Work to complete >> Return the material below verbatim, keeping every line and character unchanged.

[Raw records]

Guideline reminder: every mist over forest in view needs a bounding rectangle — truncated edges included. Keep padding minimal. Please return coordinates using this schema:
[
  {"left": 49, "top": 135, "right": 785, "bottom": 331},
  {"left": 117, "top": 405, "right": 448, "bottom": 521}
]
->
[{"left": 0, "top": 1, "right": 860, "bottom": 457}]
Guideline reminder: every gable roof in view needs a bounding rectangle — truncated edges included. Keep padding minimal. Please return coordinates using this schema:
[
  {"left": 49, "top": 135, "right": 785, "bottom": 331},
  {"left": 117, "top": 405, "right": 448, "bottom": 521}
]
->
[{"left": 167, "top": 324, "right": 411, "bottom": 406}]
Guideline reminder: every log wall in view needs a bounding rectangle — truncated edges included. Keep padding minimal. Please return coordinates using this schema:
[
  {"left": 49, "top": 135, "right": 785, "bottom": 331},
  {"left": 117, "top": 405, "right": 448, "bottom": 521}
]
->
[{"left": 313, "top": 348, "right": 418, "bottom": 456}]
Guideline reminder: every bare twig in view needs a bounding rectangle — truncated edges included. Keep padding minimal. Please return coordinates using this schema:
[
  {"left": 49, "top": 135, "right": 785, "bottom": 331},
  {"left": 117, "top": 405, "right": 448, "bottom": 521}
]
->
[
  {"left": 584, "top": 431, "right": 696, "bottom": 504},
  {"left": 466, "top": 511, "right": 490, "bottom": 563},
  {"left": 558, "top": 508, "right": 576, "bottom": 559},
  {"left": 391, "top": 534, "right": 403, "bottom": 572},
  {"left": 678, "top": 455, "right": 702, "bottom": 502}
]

Right answer >>
Guideline reminder: every mist over forest in view needs a bounding rectangle — truncated edges included. Keep padding minimal. Please return coordinates using this schema:
[
  {"left": 49, "top": 135, "right": 785, "bottom": 331},
  {"left": 117, "top": 405, "right": 448, "bottom": 521}
]
->
[{"left": 0, "top": 1, "right": 860, "bottom": 457}]
Guideline reminder: every gable roof in view needs a bounding rectangle — truncated edges included. Keep padding minimal. Please return coordinates using this schema:
[
  {"left": 49, "top": 135, "right": 785, "bottom": 331},
  {"left": 117, "top": 405, "right": 448, "bottom": 521}
]
->
[{"left": 167, "top": 324, "right": 411, "bottom": 406}]
Guideline reminder: every log wall in view needs a bounding rectangle — truncated edges included. Keep padding minimal. Please return coordinates using this schema:
[
  {"left": 49, "top": 135, "right": 785, "bottom": 331},
  {"left": 117, "top": 405, "right": 448, "bottom": 521}
]
->
[{"left": 313, "top": 348, "right": 418, "bottom": 456}]
Guideline reminder: every bare twig in view needs a bounding rectangle — truncated edges included. Keep padding minimal. Please return coordinates using this schema:
[
  {"left": 49, "top": 135, "right": 785, "bottom": 331},
  {"left": 117, "top": 405, "right": 448, "bottom": 521}
]
->
[
  {"left": 584, "top": 431, "right": 696, "bottom": 504},
  {"left": 466, "top": 511, "right": 490, "bottom": 563},
  {"left": 558, "top": 508, "right": 576, "bottom": 559},
  {"left": 391, "top": 534, "right": 403, "bottom": 572},
  {"left": 678, "top": 455, "right": 702, "bottom": 502}
]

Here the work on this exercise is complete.